• _Exercise_
Copy out the whole listing exactly as written, leaving the pictures behind.
(Records for the task begins)
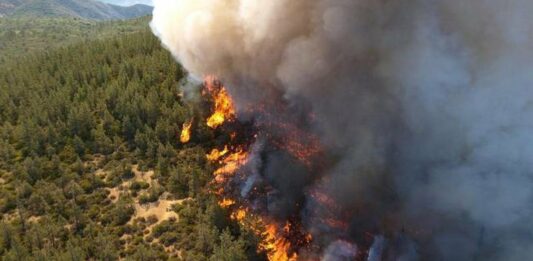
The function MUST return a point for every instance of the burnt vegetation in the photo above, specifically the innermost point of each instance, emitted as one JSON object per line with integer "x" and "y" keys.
{"x": 89, "y": 138}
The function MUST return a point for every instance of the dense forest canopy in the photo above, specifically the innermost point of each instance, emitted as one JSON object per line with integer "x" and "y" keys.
{"x": 90, "y": 162}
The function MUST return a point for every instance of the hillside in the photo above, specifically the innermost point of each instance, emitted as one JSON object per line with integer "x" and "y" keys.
{"x": 23, "y": 35}
{"x": 90, "y": 165}
{"x": 87, "y": 9}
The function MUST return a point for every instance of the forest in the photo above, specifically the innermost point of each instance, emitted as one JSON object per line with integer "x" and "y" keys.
{"x": 91, "y": 167}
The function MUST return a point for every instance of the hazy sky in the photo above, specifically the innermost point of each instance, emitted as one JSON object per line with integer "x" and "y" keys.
{"x": 127, "y": 2}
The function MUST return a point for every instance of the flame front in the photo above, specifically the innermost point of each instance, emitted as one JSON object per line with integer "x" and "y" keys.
{"x": 274, "y": 237}
{"x": 186, "y": 132}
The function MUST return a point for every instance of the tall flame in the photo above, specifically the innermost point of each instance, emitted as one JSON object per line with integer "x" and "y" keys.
{"x": 186, "y": 132}
{"x": 274, "y": 237}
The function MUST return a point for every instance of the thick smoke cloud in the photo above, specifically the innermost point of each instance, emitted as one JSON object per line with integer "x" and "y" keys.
{"x": 428, "y": 106}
(Records for the task ends)
• _Task answer_
The function MUST return a point for every instance of the burnt vegetation in the photo above, specifically the innermost point of each instance, emitted as one JSON object per line with integer "x" and "y" keys.
{"x": 89, "y": 138}
The function MUST return a point for every instance of the dense forest canopy in the photo above, specifically the innermost point of each instance, emitted as one JSON object per line with integer "x" and "y" keys.
{"x": 90, "y": 162}
The function MUST return a point for every instance of the hillside in the photo above, specifically the innermost point of each instance, emitted as one JSON object per line with integer "x" and "y" keys.
{"x": 23, "y": 35}
{"x": 90, "y": 165}
{"x": 87, "y": 9}
The function MUST return a point for every instance of the forest in the photo above, specifically the innermost point of each instance, emitted as one JSON object per line with integer "x" and "y" keys.
{"x": 91, "y": 167}
The function MUST return a point for every instance of the hazy sky in the photo above, specifically the innermost point of each instance, emitted as one JSON object per line with integer "x" and "y" keys.
{"x": 127, "y": 2}
The function MUST return a point for every instance of the flame front in the photo above, specifically the innermost point of each instance, emitted as one JSON object per line with integer "x" and "y" keys.
{"x": 274, "y": 237}
{"x": 186, "y": 132}
The function MUST return a point for every instance of the tall flame in the photo above, specifically the innermost point of each instance, emitted as one JSON object per line with integer "x" and "y" keys.
{"x": 186, "y": 132}
{"x": 274, "y": 237}
The function MUST return a point for every instance of the thick smoke cloud in the photo above, specifically the innermost point of each instance, emitted as one JSON object per line with integer "x" and "y" keys.
{"x": 428, "y": 106}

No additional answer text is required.